§ GIVEN EXERCISE
The complete listing should be restated exactly.

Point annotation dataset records

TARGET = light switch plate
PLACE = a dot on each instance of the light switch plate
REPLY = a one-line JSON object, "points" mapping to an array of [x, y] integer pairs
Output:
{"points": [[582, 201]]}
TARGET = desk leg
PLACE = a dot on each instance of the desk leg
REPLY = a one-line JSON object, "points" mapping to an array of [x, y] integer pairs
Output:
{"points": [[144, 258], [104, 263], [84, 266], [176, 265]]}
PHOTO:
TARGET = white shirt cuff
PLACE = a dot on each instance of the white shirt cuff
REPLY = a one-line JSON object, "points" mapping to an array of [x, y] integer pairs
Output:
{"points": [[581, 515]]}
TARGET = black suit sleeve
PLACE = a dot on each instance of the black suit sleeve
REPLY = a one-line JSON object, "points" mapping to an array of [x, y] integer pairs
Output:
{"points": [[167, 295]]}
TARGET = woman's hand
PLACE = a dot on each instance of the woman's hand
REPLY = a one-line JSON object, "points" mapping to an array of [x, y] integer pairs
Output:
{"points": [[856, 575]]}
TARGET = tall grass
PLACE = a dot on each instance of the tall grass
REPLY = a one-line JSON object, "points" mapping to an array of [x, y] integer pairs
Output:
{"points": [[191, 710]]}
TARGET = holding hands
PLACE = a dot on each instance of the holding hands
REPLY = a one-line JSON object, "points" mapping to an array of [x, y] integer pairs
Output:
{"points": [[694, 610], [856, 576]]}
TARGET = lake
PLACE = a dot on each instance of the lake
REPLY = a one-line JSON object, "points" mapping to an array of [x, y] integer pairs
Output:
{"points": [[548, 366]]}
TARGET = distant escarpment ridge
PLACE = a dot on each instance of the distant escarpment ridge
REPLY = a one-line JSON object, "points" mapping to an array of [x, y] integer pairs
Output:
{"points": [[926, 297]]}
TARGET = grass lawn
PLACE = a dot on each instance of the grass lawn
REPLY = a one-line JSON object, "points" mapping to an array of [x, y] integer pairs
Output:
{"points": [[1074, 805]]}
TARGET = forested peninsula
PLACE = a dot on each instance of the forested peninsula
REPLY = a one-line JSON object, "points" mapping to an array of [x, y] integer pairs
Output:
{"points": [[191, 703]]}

§ RESPONSE TO THE EXERCISE
TARGET = light switch plate
PLACE = a dot on each instance of the light switch plate
REPLY = a one-line JSON object, "points" mapping to an array of [x, y] integer pairs
Output:
{"points": [[582, 201]]}
TARGET = desk leg
PLACE = a dot on each instance of the desk leg
REPLY = a one-line JSON object, "points" mapping to an array of [x, y] integer pairs
Output:
{"points": [[144, 258], [104, 263], [84, 266], [176, 265]]}
PHOTO:
TARGET = white shirt cuff
PLACE = a dot on each instance of the white shirt cuff
REPLY = a one-line JSON object, "points" mapping to an array of [x, y] integer pairs
Output:
{"points": [[581, 515]]}
TARGET = black suit sleeve
PLACE = a dot on each instance of the black suit sleeve
REPLY = a one-line JSON object, "points" mapping to an array of [x, y] integer pairs
Output:
{"points": [[167, 295]]}
TARGET = woman's hand
PLACE = a dot on each instance of the woman's hand
REPLY = a one-line JSON object, "points" mapping to an array of [x, y] integer pairs
Output:
{"points": [[856, 575]]}
TARGET = tall grass
PLACE = a dot on each instance of the tall grass
REPLY = a one-line JSON object, "points" mapping to an array of [x, y] integer pairs
Output:
{"points": [[191, 710]]}
TARGET = holding hands
PLACE = a dot on each instance of the holding hands
REPLY = a one-line JSON object, "points" mapping to an array of [x, y] integer pairs
Output:
{"points": [[694, 610], [856, 576]]}
TARGET = lake
PLACE = a dot on each instance of the lake
REPLY = a one-line JSON object, "points" mapping to an array of [x, y] integer pairs
Output:
{"points": [[548, 366]]}
TARGET = distant escarpment ridge
PLACE = a dot on each instance of the distant escarpment ridge
REPLY = a one-line JSON object, "points" mapping to an array of [x, y] integer pairs
Output:
{"points": [[926, 297]]}
TARGET = grass lawn
PLACE = a dot on each instance of the grass lawn
REPLY = a one-line JSON object, "points" mapping to an array of [x, y] integer pairs
Output:
{"points": [[1074, 805]]}
TARGET = forested peninsula
PLACE = a dot on each instance of the forested peninsula
REPLY = a one-line JSON object, "points" mapping to an array of [x, y] integer pairs
Output:
{"points": [[191, 703]]}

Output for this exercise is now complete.